* _Bacaan_
%%

Sebenarnya sistem pembuktian terbalik sebagaimana ketentuan dalam UU TPPU
sebelumnya telah pula diadopsi dalam UU No. 3 Tahun 1971 kemudian dalam
UU No. 31 Tahun 1999 tentang Tindak Pidana Korupsi (UU TPK). Selain itu
sistem pembuktian terbalik tersebut telah pula diatur dalam UU No. 8 Tahun 1999
tentang Perlindungan Konsumen. Hanya saja terdapat perbedaan, dimana
ketentuan dalam UU TPPU adalah sistem pembuktian terbalik yang bersifat
compulsory, yakni bahwa diharuskan kepada tedakwa untuk membuktikan bahwa
harta kekayaanya bukan merupakan harta illegal, tidak sebagaimana dalam kasus
korupsi yang bersifat fakultatif atau dalam hal ini hanya merupakan hak saja,
maka dalam UU TPPU sistem pembuktian terbalik bisa dikatakan bersifat mutlak
atau tidak terbatas, sehingga memang bertentangan atau menyimpang dengan apa
yang diatur di dalam KUHAP tentang sistem pembuktian.

%%

* _Latihan_
1. Tuliskan ulang kata demi kata bagian bacaan tentang sistem pembuktian terbalik, mulai dari "Sebenarnya sistem pembuktian" dan berakhir pada "tentang sistem pembuktian.".
2. Hitung jumlah baris dalam daftar yang memuat kata "straw", dengan membedakan huruf besar dan huruf kecil. Jawab hanya dengan angkanya.
Bacaan di atas dan daftar berikut berasal dari sumber yang berbeda.

* _Daftar yang Tersedia_
%%

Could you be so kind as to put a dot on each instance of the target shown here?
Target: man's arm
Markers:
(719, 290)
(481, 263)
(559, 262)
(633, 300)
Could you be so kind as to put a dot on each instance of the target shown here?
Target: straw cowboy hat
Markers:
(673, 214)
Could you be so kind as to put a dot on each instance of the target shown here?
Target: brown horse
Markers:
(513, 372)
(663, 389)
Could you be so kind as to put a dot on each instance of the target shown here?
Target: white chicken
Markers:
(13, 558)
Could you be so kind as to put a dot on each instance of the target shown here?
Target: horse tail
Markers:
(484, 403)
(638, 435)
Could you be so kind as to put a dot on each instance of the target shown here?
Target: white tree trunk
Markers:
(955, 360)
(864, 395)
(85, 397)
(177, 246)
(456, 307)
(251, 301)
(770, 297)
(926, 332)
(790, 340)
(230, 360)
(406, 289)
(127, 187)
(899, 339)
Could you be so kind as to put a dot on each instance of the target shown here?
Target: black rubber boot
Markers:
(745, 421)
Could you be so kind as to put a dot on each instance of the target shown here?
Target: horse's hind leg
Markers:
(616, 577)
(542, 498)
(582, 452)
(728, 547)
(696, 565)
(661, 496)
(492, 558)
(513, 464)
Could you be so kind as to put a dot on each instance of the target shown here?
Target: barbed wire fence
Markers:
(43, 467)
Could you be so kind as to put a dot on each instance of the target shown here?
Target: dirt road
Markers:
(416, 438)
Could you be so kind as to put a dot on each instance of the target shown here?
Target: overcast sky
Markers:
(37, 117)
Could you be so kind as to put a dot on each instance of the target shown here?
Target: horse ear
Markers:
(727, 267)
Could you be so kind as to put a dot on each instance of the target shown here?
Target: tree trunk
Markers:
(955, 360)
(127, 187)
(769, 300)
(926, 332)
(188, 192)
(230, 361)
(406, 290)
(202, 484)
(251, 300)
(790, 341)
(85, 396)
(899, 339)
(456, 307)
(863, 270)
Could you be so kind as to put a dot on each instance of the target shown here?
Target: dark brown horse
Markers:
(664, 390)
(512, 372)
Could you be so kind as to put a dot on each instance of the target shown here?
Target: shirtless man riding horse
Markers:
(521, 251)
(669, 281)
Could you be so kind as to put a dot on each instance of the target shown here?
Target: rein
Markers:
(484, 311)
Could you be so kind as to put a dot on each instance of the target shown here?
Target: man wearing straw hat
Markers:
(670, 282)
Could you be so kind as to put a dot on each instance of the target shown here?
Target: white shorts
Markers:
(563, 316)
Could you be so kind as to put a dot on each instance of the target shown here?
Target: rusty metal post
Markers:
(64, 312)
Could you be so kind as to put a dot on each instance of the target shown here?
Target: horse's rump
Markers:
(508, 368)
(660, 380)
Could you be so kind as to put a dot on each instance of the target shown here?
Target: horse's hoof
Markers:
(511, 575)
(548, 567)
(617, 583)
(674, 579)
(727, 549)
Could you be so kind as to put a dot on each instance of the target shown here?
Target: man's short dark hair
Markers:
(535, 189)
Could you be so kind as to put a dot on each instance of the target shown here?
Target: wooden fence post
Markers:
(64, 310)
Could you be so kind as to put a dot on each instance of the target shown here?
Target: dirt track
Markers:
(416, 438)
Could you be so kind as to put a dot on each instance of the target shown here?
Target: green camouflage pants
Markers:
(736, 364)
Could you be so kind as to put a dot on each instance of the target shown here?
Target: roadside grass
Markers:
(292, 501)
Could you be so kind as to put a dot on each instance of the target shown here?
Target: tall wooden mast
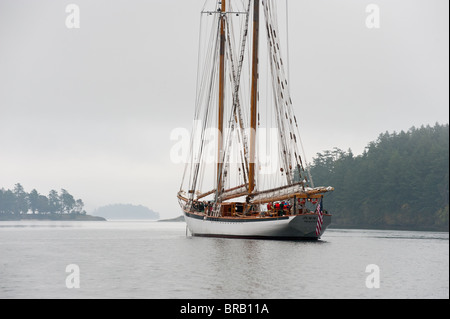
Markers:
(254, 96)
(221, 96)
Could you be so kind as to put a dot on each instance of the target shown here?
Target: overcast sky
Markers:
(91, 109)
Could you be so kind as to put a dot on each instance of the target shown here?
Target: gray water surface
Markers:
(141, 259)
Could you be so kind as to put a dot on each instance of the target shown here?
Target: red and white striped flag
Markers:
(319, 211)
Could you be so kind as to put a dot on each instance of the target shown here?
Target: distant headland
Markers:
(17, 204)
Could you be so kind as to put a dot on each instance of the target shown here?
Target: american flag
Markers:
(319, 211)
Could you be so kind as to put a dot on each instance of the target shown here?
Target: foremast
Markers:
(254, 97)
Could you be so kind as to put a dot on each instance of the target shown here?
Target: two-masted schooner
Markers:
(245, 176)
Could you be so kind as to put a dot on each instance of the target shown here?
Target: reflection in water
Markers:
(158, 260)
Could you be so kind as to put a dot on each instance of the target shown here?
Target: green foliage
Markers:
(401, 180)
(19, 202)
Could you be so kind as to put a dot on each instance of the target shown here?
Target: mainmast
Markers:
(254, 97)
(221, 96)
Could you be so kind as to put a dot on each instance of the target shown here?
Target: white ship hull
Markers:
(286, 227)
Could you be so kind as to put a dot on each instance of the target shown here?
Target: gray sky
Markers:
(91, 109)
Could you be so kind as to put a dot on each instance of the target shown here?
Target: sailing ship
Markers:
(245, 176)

%%

* _Jawaban_
1.
Sebenarnya sistem pembuktian terbalik sebagaimana ketentuan dalam UU TPPU
sebelumnya telah pula diadopsi dalam UU No. 3 Tahun 1971 kemudian dalam
UU No. 31 Tahun 1999 tentang Tindak Pidana Korupsi (UU TPK). Selain itu
sistem pembuktian terbalik tersebut telah pula diatur dalam UU No. 8 Tahun 1999
tentang Perlindungan Konsumen. Hanya saja terdapat perbedaan, dimana
ketentuan dalam UU TPPU adalah sistem pembuktian terbalik yang bersifat
compulsory, yakni bahwa diharuskan kepada tedakwa untuk membuktikan bahwa
harta kekayaanya bukan merupakan harta illegal, tidak sebagaimana dalam kasus
korupsi yang bersifat fakultatif atau dalam hal ini hanya merupakan hak saja,
maka dalam UU TPPU sistem pembuktian terbalik bisa dikatakan bersifat mutlak
atau tidak terbatas, sehingga memang bertentangan atau menyimpang dengan apa
yang diatur di dalam KUHAP tentang sistem pembuktian.

2. 2